→ Exercise:
Please convert the lines below, from the line that contains "Pin the chrome side" through the last line, into a JSON list of strings with one string per line and blank lines omitted.
▼
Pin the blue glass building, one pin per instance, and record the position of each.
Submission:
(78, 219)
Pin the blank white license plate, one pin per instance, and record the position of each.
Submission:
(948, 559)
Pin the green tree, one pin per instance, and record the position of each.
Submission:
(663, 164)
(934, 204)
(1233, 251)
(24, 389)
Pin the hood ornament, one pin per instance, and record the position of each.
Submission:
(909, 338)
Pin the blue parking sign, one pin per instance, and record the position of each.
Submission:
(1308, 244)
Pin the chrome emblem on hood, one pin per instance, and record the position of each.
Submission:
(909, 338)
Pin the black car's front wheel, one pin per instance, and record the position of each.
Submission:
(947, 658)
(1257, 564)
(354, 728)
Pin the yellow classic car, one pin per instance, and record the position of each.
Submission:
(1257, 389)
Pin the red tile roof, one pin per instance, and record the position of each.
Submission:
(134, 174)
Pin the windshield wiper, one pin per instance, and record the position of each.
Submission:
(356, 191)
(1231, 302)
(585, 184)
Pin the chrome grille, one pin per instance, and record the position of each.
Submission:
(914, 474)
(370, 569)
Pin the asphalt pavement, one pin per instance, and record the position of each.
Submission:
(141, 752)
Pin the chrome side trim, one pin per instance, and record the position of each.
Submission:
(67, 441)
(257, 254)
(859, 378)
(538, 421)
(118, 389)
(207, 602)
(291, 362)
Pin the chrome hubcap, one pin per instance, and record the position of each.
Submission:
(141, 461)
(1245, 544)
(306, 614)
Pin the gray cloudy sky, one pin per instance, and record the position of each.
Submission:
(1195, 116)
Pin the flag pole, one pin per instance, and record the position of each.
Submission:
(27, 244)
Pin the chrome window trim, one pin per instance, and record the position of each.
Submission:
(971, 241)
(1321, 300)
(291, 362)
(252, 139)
▲
→ Finished exercise:
[
  "Pin the chrome side trim, one pin per instance, and record the position of each.",
  "Submission:",
  "(67, 441)",
  "(257, 254)",
  "(859, 378)",
  "(538, 421)",
  "(118, 389)",
  "(207, 602)",
  "(291, 362)",
  "Pin the chrome hubcap, one pin per instance, and record the position of each.",
  "Submission:",
  "(141, 461)",
  "(1245, 544)",
  "(306, 614)",
  "Pin the gray cloudy sky, one pin per instance, and record the position of each.",
  "Submission:",
  "(1195, 116)",
  "Pin the flag pole, one pin per instance, and record the position of each.",
  "Submission:",
  "(27, 244)",
  "Pin the chrome window trim, one pin per instance, and record the position of each.",
  "Submission:",
  "(971, 241)",
  "(1321, 300)",
  "(291, 362)",
  "(252, 139)"
]